## Input material:
┄┄┄┄┄┄┄┄┄┄
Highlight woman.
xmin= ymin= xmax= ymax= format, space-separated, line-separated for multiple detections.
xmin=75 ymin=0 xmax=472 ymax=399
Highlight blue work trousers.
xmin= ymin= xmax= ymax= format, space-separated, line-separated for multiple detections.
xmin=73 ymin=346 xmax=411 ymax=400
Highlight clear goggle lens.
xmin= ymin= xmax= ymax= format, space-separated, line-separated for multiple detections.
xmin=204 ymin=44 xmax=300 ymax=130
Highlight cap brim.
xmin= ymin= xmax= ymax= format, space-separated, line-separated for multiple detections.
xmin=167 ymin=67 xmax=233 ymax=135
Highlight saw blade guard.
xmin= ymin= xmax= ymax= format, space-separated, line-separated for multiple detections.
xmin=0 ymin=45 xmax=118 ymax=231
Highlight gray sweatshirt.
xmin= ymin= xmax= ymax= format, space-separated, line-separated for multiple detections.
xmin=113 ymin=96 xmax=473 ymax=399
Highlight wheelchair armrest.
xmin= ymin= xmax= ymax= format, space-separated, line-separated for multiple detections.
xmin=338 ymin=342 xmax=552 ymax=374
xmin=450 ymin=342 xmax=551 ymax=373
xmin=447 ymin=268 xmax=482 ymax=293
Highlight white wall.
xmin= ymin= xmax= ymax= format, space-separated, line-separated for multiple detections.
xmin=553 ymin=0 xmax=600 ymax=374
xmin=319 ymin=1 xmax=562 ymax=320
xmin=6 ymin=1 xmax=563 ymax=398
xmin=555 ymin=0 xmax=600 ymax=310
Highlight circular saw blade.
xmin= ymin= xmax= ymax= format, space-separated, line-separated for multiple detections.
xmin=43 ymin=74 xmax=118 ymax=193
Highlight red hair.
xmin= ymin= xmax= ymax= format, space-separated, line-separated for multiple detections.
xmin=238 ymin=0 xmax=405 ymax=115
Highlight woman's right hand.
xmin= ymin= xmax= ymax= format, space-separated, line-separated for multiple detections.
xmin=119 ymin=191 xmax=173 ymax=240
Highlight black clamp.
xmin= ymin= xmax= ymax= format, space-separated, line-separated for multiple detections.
┄┄┄┄┄┄┄┄┄┄
## Work task:
Go through the material above and report each line containing "blade".

## Your response:
Highlight saw blade guard.
Highlight circular saw blade.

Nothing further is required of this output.